● Exercise brief
Each line of the listing where the string "hiking" appears is to be identified and copied.

● Information supplied
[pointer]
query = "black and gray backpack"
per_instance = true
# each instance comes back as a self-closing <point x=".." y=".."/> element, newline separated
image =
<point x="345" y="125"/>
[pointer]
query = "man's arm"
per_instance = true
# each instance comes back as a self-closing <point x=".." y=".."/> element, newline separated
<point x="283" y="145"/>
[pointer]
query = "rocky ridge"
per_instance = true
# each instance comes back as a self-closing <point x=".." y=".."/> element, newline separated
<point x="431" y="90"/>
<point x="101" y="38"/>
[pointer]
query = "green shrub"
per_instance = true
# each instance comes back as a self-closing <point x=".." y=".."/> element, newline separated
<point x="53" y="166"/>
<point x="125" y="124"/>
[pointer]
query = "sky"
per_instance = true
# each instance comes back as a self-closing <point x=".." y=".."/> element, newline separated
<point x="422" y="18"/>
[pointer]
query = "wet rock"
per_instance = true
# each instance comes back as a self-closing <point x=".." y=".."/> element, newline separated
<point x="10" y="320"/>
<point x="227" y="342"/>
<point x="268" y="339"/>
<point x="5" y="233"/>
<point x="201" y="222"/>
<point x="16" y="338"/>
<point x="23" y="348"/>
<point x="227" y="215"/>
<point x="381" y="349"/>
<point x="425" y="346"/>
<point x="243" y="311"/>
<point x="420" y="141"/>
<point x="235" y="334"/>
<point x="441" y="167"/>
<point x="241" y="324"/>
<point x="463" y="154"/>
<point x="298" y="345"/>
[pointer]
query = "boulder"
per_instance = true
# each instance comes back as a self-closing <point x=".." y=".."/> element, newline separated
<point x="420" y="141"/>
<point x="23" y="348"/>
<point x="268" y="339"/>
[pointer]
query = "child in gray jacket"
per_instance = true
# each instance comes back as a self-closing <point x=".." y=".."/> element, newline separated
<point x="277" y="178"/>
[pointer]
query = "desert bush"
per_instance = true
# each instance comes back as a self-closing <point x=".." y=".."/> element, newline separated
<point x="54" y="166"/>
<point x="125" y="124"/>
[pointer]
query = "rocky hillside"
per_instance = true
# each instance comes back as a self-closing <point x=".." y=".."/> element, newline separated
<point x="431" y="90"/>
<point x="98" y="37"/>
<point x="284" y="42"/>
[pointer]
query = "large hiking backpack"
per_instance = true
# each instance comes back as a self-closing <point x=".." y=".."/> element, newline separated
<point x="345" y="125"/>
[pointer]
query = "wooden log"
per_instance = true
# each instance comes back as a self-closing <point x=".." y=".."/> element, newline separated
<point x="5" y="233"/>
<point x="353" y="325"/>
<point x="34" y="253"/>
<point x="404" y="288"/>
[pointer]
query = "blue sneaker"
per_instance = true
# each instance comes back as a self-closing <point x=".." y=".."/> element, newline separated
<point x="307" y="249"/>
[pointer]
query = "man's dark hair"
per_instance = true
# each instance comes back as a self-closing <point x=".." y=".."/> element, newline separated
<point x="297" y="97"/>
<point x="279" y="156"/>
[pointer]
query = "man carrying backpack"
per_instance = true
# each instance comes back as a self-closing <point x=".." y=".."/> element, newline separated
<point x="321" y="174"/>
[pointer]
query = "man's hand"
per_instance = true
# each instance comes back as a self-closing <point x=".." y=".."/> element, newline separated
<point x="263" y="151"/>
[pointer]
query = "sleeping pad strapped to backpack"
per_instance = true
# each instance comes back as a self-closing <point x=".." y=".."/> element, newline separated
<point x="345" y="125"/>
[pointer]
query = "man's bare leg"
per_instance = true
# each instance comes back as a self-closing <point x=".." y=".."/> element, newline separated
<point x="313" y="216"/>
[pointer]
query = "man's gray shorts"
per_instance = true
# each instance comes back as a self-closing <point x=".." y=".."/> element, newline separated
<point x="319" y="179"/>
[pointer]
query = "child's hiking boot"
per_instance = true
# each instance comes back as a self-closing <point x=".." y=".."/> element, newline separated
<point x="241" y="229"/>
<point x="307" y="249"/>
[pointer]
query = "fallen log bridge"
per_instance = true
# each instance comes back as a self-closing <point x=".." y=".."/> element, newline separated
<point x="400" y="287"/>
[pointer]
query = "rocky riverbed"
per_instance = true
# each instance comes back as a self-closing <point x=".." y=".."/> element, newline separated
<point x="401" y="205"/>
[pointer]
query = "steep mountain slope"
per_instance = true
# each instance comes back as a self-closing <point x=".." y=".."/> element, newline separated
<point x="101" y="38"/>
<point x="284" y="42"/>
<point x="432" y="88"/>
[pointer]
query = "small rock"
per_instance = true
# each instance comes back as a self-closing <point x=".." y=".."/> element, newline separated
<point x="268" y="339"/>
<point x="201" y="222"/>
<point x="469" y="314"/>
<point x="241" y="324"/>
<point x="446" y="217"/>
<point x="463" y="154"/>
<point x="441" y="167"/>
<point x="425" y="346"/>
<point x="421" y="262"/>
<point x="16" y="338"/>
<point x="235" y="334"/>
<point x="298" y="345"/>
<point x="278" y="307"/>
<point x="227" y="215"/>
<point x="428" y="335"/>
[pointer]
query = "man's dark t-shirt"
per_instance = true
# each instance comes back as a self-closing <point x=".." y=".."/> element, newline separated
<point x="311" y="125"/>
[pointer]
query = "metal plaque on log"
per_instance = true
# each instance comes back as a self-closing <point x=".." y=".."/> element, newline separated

● Exercise solution
query = "large hiking backpack"
query = "child's hiking boot"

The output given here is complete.